_Direction_
Find every line in the material below that contains the string "coat" and copy each such line in full. Matching is case-sensitive.

_Data in this exercise_
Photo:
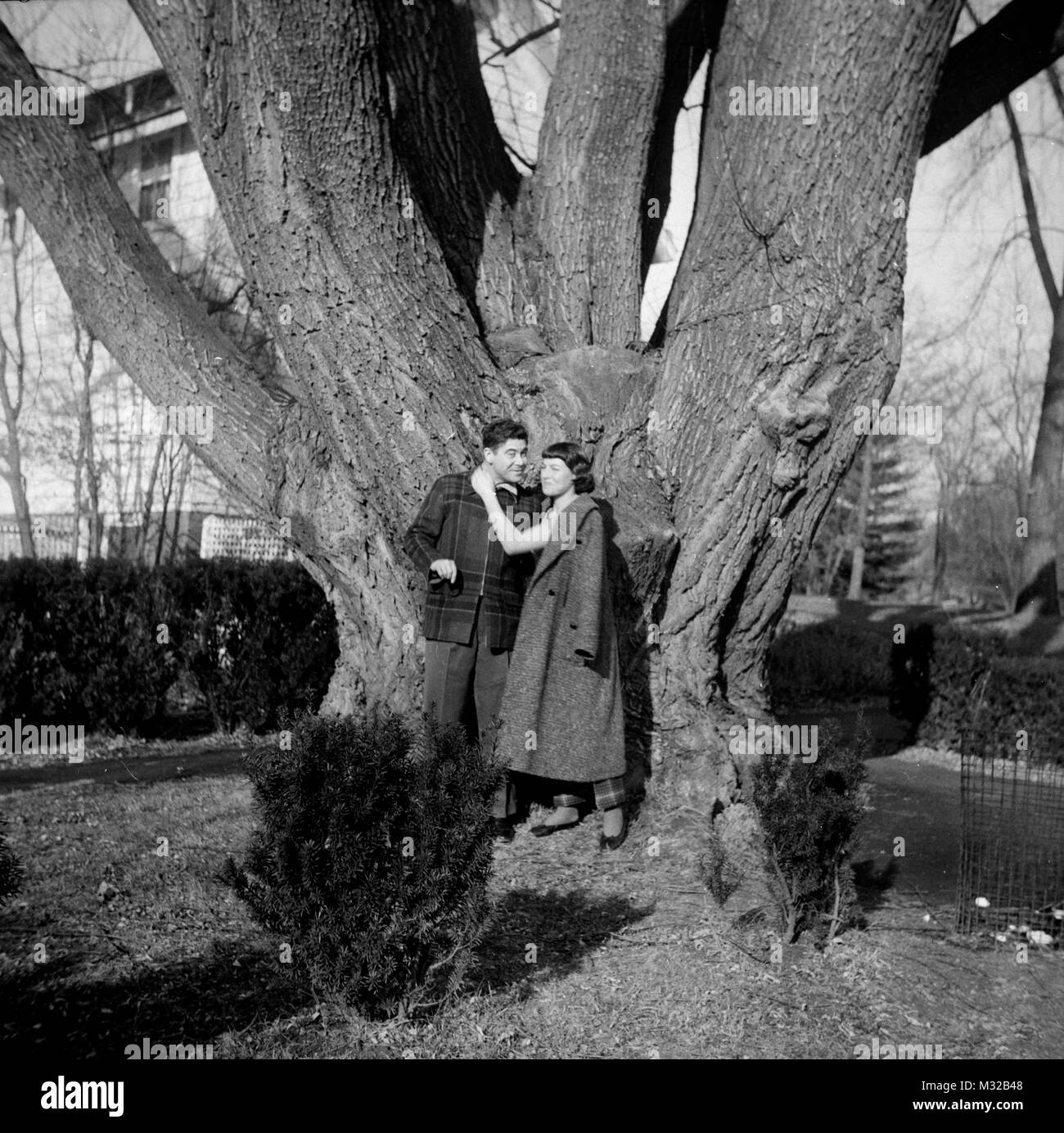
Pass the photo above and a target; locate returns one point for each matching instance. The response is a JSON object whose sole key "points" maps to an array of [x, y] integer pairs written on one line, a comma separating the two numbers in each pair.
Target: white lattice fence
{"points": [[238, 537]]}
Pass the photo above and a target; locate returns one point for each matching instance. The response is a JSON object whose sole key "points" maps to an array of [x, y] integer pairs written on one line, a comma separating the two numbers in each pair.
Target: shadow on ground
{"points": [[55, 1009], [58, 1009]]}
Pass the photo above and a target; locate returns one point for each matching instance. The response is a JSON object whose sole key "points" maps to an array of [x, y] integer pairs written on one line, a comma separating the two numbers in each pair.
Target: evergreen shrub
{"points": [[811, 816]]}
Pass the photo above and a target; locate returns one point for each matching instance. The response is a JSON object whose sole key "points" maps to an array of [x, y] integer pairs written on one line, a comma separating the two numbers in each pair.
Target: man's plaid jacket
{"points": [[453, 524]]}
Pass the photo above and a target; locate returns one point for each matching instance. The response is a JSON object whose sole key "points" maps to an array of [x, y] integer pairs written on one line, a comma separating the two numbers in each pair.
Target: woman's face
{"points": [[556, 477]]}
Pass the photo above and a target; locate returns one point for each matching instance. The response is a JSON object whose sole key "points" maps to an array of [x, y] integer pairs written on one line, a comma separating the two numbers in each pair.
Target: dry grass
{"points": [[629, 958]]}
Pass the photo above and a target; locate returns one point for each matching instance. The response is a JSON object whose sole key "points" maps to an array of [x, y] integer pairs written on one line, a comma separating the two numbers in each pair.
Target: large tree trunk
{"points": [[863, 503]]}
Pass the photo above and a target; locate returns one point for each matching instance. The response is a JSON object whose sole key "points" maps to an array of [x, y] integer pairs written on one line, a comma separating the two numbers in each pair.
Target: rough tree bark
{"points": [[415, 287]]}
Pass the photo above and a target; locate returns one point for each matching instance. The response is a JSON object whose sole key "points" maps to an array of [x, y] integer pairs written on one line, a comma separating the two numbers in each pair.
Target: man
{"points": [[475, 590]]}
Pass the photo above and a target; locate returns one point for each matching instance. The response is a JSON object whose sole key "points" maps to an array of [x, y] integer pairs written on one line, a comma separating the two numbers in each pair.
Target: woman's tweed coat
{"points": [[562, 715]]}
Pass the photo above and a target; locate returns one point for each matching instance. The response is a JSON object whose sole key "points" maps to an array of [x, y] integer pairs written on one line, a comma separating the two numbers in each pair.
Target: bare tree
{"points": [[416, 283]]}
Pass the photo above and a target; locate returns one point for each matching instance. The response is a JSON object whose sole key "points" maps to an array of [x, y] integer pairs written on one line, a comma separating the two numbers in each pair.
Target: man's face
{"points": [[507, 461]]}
---
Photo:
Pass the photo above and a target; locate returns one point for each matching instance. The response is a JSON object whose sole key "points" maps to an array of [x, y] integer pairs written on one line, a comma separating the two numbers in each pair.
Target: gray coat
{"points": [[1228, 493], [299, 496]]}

_Result for this exercise_
Target: woman's tweed coat
Target: gray coat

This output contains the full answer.